:: RECORDS TO USE

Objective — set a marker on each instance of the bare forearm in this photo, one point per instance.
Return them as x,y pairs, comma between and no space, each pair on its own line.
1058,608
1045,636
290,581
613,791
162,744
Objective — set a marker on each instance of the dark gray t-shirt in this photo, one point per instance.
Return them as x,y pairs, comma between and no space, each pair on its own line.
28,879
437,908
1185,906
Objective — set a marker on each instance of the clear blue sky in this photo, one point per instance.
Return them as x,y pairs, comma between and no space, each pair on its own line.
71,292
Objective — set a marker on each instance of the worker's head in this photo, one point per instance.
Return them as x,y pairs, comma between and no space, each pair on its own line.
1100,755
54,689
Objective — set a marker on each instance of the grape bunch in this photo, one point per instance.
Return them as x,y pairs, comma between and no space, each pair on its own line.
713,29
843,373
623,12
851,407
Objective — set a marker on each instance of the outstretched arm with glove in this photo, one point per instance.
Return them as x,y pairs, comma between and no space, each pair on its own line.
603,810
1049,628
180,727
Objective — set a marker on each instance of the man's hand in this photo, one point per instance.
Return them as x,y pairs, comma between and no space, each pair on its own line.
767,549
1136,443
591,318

::::

▸ **SHORT EXERCISE**
Rewrite everything in the listing from the line containing "Objective — set a marker on each instance of the grape" down to the end, putting "a single point for each instance" in place of "one point per instance" and changing nothing else.

▸ **COMPLETED TASK**
Objective — set a marker on each instance of the grape bunch in this photo, a single point for each instance.
Return them as x,y pairs, comma between and no space, each pair on its own line.
713,29
843,373
623,12
851,407
Objective — set a marker on each instance of the outstretched arm with glove in this photo, a single point for each instance.
Return them as x,y pairs, comma between and no space, each pair on its own line.
603,810
1049,628
180,727
Objective — set a marker on each instance of the man's hand in this photo, a single point for each instance.
Return them as x,y pairs, comma between and no space, each pair on its own line.
767,549
1136,443
591,318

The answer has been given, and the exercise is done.